[Task inputs Boundary: Start]

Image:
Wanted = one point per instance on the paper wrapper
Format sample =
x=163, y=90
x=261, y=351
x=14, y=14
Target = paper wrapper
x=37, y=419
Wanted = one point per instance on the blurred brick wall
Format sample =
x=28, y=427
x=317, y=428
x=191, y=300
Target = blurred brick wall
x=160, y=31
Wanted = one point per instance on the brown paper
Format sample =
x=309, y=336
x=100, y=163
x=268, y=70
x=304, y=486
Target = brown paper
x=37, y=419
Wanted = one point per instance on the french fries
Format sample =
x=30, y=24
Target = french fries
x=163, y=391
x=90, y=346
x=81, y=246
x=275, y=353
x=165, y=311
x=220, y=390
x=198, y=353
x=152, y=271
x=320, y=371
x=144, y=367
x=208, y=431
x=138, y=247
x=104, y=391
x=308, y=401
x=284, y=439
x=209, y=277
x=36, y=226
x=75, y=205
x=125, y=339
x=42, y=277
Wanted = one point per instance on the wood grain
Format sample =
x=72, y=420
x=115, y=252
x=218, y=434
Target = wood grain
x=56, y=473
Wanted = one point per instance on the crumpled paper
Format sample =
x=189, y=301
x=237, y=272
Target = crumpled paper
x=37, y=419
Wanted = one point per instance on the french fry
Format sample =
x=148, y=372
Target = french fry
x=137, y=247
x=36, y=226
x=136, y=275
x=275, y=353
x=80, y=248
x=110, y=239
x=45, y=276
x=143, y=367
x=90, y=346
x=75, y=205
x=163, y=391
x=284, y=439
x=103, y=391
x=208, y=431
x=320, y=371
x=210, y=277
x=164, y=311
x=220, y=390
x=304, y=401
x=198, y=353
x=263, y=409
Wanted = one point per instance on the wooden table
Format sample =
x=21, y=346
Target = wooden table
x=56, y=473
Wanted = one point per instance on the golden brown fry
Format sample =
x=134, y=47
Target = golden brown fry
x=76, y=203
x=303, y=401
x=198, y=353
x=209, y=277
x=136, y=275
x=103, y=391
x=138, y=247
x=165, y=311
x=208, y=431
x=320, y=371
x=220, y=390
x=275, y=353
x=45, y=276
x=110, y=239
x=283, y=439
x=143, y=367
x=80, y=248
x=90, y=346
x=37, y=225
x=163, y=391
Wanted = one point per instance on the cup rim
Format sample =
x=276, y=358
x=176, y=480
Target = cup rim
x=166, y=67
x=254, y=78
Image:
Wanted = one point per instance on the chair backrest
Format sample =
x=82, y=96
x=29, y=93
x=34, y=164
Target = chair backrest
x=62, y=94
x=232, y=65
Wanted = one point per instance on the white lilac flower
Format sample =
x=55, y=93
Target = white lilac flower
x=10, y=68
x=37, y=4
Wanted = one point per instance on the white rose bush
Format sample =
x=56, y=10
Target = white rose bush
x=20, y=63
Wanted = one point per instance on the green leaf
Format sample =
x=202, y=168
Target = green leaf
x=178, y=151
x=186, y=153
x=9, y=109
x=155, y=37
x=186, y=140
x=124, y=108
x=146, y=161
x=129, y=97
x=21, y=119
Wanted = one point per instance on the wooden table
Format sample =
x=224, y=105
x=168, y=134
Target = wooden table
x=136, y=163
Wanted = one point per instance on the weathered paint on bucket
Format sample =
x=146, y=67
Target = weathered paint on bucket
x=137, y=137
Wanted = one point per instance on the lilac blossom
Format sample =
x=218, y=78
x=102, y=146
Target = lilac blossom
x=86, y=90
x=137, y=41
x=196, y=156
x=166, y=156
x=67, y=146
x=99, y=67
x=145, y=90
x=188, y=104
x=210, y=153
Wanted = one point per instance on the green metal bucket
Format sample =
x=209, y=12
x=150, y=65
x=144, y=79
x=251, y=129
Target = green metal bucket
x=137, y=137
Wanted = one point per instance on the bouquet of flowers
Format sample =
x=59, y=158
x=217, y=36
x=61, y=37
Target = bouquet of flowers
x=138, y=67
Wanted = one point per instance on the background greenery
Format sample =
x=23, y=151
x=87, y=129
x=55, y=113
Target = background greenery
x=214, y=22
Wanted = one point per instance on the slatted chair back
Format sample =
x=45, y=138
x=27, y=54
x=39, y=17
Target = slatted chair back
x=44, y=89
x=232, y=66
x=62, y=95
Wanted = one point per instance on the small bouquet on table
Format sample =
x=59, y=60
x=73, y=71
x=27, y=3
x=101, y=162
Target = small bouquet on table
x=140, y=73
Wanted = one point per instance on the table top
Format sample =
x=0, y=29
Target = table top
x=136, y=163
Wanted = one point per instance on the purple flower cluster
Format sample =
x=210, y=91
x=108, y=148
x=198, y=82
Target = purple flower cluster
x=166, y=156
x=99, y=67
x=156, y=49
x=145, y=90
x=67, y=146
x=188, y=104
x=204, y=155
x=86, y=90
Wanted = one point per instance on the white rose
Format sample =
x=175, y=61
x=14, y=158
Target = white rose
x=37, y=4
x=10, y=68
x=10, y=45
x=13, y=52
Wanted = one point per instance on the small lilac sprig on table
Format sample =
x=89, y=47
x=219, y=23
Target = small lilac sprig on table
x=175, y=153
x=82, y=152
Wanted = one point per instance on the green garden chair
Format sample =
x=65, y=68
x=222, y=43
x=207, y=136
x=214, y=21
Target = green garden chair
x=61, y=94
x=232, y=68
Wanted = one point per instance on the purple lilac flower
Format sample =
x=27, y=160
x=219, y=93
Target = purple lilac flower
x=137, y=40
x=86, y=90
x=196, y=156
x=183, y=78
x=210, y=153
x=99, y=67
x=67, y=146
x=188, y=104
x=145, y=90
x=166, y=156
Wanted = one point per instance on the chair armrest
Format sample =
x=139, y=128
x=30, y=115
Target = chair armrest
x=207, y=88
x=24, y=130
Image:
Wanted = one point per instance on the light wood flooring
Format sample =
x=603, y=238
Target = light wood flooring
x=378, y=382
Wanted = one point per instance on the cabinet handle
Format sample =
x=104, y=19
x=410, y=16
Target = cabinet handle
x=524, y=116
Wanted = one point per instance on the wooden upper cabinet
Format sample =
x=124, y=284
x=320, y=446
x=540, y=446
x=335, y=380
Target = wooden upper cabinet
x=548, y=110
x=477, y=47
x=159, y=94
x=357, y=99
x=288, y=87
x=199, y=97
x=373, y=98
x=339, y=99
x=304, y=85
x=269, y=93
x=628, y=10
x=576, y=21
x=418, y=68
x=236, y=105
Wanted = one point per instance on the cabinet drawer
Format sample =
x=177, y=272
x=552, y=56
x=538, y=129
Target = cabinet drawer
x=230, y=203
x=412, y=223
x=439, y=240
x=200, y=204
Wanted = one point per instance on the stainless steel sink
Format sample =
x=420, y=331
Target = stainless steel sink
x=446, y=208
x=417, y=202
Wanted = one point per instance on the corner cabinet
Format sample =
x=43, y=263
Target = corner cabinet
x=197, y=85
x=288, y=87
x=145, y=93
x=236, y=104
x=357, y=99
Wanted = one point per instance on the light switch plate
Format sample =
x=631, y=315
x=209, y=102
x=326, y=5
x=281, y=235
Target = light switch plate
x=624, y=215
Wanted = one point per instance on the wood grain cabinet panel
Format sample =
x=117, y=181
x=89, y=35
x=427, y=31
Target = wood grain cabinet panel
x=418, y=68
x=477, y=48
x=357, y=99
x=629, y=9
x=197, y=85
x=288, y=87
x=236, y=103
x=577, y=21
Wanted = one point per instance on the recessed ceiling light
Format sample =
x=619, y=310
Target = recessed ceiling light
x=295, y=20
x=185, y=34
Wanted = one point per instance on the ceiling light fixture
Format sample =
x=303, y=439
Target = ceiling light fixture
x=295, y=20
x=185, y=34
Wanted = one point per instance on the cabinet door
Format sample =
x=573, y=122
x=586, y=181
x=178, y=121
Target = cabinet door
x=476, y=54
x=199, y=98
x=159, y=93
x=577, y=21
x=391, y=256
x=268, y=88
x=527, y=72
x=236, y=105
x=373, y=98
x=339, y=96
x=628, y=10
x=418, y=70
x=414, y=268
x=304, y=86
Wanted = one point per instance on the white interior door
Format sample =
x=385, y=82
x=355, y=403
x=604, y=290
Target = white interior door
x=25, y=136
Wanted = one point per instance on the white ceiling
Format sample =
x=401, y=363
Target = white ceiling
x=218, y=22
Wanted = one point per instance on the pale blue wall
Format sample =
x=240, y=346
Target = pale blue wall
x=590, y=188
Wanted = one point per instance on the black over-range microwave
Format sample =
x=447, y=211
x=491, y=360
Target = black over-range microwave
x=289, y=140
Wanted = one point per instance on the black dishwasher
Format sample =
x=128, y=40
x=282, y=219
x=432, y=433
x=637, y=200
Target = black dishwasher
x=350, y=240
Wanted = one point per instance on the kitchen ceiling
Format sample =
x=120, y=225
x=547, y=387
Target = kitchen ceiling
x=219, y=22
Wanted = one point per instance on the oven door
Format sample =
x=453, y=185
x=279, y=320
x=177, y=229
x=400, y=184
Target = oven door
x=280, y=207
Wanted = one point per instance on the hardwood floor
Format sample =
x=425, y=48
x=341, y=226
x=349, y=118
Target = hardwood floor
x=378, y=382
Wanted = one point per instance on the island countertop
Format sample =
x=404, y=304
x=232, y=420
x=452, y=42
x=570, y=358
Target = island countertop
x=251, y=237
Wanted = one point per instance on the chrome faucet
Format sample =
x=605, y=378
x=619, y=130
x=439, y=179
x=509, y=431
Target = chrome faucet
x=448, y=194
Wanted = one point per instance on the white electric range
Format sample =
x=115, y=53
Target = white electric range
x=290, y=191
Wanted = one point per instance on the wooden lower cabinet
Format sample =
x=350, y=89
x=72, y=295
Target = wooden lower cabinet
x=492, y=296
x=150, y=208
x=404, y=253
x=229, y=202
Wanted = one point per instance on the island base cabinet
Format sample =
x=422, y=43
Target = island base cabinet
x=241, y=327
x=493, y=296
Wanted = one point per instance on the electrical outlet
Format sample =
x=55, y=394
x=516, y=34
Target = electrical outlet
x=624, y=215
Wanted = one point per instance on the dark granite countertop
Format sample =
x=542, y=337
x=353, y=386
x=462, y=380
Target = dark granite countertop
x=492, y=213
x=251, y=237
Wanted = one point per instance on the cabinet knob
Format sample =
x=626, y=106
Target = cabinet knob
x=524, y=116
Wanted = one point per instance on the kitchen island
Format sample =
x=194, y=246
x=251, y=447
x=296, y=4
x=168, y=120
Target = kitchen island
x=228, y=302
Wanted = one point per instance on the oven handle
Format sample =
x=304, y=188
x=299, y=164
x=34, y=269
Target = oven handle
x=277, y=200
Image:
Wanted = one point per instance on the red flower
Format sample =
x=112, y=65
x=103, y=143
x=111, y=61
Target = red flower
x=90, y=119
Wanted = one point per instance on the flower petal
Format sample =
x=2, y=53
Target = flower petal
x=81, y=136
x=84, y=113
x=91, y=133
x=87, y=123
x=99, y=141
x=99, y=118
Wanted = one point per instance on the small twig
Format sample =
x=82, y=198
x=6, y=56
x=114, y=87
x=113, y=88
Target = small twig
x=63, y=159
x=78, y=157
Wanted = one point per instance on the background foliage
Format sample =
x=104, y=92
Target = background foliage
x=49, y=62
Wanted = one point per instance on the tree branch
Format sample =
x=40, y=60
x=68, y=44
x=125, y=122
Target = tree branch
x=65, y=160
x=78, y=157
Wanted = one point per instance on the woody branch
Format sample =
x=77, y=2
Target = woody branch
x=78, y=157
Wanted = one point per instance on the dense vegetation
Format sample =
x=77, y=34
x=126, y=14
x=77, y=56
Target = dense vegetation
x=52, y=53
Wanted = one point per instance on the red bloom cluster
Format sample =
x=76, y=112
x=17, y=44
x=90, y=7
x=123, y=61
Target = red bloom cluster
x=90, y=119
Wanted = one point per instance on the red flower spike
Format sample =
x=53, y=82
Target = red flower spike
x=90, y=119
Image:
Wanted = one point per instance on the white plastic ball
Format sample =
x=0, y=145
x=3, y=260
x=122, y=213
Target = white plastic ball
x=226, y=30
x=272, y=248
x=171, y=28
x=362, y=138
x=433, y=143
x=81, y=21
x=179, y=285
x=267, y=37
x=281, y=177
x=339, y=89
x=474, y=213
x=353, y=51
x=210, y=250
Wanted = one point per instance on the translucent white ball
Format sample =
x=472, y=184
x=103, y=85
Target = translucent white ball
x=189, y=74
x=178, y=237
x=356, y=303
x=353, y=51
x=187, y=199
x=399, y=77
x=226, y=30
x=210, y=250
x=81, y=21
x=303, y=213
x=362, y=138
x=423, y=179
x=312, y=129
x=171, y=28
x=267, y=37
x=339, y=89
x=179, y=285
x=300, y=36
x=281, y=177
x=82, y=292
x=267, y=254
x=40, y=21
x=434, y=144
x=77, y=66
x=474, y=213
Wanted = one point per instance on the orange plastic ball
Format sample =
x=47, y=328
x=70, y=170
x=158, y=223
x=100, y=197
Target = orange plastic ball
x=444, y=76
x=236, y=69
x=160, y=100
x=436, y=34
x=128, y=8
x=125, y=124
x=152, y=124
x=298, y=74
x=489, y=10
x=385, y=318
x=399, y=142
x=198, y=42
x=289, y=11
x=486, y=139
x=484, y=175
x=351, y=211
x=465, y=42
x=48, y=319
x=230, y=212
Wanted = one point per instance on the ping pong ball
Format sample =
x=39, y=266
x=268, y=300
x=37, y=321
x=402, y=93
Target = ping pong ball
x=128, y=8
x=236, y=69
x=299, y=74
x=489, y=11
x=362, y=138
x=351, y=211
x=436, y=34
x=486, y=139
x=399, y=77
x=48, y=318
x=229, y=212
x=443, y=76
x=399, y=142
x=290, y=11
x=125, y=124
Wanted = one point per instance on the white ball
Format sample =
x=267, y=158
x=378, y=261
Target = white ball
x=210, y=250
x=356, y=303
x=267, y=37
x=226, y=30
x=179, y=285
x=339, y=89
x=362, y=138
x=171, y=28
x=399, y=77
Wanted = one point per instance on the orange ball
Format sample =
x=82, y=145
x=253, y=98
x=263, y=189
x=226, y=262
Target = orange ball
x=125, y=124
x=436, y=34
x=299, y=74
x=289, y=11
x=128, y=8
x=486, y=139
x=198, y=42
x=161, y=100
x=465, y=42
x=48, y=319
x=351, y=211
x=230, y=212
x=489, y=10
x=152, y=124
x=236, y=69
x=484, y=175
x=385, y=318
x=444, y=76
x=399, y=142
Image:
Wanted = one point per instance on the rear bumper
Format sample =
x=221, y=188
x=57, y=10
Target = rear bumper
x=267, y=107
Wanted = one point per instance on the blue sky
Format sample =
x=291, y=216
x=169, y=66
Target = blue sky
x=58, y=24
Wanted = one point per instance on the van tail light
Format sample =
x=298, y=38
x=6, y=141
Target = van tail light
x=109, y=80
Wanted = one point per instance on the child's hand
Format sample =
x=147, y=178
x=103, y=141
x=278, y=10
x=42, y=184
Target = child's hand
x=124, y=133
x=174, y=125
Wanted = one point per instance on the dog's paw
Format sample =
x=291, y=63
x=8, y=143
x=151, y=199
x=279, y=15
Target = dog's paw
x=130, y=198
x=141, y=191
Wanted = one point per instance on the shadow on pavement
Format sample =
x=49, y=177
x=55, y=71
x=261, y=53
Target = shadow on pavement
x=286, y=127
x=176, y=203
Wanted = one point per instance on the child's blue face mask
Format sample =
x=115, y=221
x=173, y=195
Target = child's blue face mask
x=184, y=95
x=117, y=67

[Task inputs Boundary: End]

_Task item_: The required output is the stretch of entries above from the line containing "x=552, y=56" through the line containing "x=178, y=121", reproduced exactly.

_Result of this exercise_:
x=552, y=56
x=538, y=129
Target = cabinet drawer
x=230, y=203
x=412, y=223
x=439, y=240
x=200, y=204
Wanted = one point per instance on the stainless steel sink
Format sample =
x=420, y=331
Target = stainless steel sink
x=446, y=208
x=417, y=202
Wanted = one point per instance on the corner cabinet
Format sample =
x=43, y=263
Target = corner cabinet
x=197, y=85
x=288, y=87
x=145, y=93
x=236, y=104
x=357, y=99
Wanted = one point per instance on the light switch plate
Format sample =
x=631, y=315
x=209, y=102
x=326, y=5
x=281, y=235
Target = light switch plate
x=624, y=215
Wanted = one point per instance on the wood grain cabinet panel
Format sample =
x=117, y=181
x=89, y=35
x=427, y=31
Target = wood grain cabinet panel
x=418, y=68
x=477, y=48
x=357, y=99
x=629, y=9
x=197, y=85
x=288, y=87
x=236, y=103
x=577, y=21
Wanted = one point per instance on the recessed ceiling light
Format sample =
x=619, y=310
Target = recessed ceiling light
x=295, y=20
x=185, y=34
Wanted = one point per instance on the ceiling light fixture
Format sample =
x=303, y=439
Target = ceiling light fixture
x=295, y=20
x=185, y=34
Wanted = one point per instance on the cabinet door
Format sample =
x=573, y=122
x=586, y=181
x=178, y=121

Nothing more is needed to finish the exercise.